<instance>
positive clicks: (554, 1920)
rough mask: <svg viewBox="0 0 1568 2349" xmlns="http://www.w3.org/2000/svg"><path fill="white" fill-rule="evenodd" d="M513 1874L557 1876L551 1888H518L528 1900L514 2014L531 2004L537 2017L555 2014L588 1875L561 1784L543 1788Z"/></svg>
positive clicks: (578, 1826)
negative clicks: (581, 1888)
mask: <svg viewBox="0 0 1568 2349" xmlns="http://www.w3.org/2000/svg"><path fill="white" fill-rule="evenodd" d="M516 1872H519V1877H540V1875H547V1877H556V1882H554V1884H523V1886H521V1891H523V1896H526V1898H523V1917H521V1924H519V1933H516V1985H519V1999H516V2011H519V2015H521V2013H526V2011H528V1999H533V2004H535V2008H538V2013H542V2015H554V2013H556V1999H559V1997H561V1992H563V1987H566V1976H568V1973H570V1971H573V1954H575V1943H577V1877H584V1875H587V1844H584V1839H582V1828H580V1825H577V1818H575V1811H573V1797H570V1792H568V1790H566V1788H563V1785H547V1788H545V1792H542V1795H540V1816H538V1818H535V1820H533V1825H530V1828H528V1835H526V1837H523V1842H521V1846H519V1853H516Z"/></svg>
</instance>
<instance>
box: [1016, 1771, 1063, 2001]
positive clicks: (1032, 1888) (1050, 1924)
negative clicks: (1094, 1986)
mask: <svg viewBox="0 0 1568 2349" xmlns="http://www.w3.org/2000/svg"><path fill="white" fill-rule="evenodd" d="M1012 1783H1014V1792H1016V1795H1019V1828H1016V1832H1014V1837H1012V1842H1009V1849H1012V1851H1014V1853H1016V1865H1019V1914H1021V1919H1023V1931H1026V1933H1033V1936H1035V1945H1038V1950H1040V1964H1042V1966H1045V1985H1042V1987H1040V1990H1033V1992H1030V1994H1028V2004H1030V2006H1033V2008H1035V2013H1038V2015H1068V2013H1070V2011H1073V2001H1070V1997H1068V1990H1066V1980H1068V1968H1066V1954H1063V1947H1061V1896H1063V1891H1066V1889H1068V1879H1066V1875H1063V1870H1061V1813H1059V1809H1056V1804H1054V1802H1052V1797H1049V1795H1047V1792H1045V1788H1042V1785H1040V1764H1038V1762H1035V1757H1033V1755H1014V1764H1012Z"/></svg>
________
● Exercise objective
Go back to the start of the listing above. Reproduce each line exactly, ending with the line that contains "positive clicks: (578, 1826)".

● Result
<instance>
positive clicks: (554, 1920)
rough mask: <svg viewBox="0 0 1568 2349" xmlns="http://www.w3.org/2000/svg"><path fill="white" fill-rule="evenodd" d="M513 1874L557 1876L551 1888H518L528 1900L514 2014L531 2004L537 2017L555 2014L588 1875L561 1784L543 1788Z"/></svg>
positive clicks: (578, 1826)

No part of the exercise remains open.